Task goal
Extract the lines of the entries below verbatim, from the line containing "Locate every instance of the curved" through the last line of the entries, both ends included.

Record set

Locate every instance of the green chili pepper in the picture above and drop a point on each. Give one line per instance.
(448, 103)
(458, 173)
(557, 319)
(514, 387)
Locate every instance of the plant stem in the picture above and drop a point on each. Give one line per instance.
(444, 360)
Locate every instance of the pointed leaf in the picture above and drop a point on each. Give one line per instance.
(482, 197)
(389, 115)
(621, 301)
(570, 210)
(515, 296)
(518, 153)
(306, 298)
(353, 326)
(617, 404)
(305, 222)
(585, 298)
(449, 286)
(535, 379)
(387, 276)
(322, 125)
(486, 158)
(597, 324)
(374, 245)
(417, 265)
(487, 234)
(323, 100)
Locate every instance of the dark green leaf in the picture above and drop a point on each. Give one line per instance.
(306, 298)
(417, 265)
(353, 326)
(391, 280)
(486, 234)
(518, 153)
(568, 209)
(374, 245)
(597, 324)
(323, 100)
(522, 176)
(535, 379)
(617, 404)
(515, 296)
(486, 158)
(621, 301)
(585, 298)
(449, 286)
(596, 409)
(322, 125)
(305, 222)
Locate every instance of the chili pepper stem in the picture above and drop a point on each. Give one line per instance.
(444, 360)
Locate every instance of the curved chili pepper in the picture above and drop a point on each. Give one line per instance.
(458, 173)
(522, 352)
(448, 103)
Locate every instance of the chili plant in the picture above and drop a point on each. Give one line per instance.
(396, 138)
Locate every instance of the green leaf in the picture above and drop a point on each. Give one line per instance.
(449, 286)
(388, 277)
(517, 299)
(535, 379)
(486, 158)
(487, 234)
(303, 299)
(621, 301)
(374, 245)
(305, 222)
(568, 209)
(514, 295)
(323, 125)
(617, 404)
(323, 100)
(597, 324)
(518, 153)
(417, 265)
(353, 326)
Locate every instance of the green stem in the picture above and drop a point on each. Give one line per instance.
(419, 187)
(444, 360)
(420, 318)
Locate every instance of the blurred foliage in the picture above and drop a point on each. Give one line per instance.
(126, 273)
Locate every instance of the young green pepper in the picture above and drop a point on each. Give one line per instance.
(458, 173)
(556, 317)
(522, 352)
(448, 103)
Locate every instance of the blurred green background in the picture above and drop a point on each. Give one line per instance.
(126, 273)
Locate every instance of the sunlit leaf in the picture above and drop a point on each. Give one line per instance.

Worked answer
Locate every instance of the curved chili pepper in the picture above and drop a point on each. Give one line per instance.
(458, 173)
(522, 352)
(448, 103)
Locate every instance of the chili plant in the picture above and drop a point on each. Give one line per instance.
(396, 138)
Locate every instance of the green leaf in the picture above and drop a point on each. Give one line per instance.
(449, 286)
(388, 277)
(517, 299)
(535, 379)
(486, 158)
(487, 234)
(303, 299)
(621, 301)
(374, 245)
(305, 222)
(568, 209)
(514, 295)
(323, 125)
(617, 404)
(323, 100)
(597, 324)
(518, 153)
(417, 265)
(353, 326)
Locate every instance of the green stem in the picture above and drop a point on each. Give one line per instance.
(419, 187)
(444, 360)
(420, 318)
Locate every instance of the blurred foliage in the picture above and drop a point on each. Give one line per instance.
(126, 273)
Locate every instance of the young green pepper in the picture above and drop a point on each. Give one line per instance.
(458, 173)
(556, 317)
(522, 352)
(448, 103)
Locate every instance of the blurred green background in the picture above and drop a point on each. Give one line per instance.
(126, 273)
Locate every instance of the sunlit leaf in the picture above and drop a point on each. Give one line per instance.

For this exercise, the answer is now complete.